__Obiettivo__
Riporta come lista JSON di stringhe il tratto che va dalla riga contenente "Assuming the white" fino alla fine dei record. Metti una stringa per ogni riga e tralascia le righe vuote.
___ Dati da elaborare ___
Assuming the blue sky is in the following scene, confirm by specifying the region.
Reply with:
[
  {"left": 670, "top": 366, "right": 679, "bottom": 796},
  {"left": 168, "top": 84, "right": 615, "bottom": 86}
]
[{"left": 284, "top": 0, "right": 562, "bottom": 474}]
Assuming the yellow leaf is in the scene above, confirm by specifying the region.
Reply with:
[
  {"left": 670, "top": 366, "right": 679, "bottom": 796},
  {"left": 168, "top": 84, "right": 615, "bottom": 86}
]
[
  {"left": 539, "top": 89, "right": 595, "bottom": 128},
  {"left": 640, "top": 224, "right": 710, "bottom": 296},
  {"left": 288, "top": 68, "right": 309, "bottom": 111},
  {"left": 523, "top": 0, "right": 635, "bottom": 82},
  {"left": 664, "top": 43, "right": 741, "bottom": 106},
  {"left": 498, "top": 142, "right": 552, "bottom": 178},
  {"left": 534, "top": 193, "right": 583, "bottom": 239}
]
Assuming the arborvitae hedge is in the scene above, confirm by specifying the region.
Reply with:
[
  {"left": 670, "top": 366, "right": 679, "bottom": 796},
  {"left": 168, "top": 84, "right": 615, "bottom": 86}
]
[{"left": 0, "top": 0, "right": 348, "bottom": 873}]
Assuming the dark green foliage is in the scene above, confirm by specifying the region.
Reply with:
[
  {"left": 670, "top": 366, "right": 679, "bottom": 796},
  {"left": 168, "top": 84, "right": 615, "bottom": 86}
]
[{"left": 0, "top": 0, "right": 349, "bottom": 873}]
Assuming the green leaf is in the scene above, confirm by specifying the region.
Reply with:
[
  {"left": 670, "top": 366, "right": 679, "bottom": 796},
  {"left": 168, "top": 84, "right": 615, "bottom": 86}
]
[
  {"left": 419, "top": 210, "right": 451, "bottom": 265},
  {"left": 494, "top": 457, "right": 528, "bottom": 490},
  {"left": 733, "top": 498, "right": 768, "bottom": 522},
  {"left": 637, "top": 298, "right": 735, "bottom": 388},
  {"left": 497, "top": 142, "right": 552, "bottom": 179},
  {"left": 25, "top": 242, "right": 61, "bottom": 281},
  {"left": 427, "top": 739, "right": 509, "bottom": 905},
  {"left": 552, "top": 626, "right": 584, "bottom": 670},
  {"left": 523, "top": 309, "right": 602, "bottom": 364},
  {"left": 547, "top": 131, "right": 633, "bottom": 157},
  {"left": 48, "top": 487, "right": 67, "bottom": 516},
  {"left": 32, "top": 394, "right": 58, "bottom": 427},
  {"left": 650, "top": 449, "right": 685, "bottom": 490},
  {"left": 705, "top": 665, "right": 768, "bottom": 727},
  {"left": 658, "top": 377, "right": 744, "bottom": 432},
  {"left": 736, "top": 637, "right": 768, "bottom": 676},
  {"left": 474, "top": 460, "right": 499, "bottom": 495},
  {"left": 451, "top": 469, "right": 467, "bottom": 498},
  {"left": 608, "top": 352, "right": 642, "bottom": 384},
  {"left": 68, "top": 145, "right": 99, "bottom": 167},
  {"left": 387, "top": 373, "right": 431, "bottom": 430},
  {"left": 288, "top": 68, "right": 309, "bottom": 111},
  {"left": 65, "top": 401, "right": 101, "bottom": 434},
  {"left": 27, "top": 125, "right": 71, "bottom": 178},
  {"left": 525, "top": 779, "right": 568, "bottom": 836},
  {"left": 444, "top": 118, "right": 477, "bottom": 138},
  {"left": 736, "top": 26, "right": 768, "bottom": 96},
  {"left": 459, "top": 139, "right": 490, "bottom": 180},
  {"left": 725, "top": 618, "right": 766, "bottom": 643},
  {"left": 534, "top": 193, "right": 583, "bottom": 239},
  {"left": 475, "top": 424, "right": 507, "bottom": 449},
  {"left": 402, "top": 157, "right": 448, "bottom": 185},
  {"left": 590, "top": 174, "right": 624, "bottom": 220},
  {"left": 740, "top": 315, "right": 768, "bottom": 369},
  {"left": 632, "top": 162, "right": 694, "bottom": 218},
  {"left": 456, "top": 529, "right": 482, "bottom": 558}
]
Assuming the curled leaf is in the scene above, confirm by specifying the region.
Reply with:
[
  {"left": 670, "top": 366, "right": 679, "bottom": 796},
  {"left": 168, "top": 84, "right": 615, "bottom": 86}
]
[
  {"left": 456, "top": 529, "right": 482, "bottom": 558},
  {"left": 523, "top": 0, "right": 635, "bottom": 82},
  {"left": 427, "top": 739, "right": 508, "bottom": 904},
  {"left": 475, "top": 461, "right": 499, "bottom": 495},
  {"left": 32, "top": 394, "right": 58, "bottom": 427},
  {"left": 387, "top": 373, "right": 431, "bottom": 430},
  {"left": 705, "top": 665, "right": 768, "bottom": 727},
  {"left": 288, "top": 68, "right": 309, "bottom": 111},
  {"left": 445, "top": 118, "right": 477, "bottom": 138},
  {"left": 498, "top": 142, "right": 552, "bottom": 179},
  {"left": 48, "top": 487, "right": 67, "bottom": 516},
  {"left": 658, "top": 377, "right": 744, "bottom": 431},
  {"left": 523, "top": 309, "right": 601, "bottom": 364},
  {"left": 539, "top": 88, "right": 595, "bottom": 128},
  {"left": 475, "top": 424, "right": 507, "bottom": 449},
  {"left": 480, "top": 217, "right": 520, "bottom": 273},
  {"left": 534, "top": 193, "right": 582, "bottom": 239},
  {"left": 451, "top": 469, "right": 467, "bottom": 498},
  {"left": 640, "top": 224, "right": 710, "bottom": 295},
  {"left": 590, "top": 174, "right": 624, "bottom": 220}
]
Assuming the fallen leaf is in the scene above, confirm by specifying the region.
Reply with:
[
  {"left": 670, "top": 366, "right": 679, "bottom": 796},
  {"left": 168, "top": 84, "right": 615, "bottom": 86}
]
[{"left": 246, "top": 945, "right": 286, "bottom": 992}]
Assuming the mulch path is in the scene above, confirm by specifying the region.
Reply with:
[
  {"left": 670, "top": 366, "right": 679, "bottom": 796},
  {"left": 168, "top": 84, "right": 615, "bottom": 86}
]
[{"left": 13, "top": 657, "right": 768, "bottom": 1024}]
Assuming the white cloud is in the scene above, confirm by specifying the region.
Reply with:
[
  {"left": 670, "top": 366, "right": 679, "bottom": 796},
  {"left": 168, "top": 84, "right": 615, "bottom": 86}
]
___
__Soluzione__
[
  "Assuming the white cloud is in the scene above, confirm by specifying the region.",
  "Reply with:",
  "[",
  "  {\"left\": 670, \"top\": 366, \"right\": 679, \"bottom\": 796},",
  "  {\"left\": 168, \"top\": 84, \"right\": 615, \"bottom\": 86}",
  "]"
]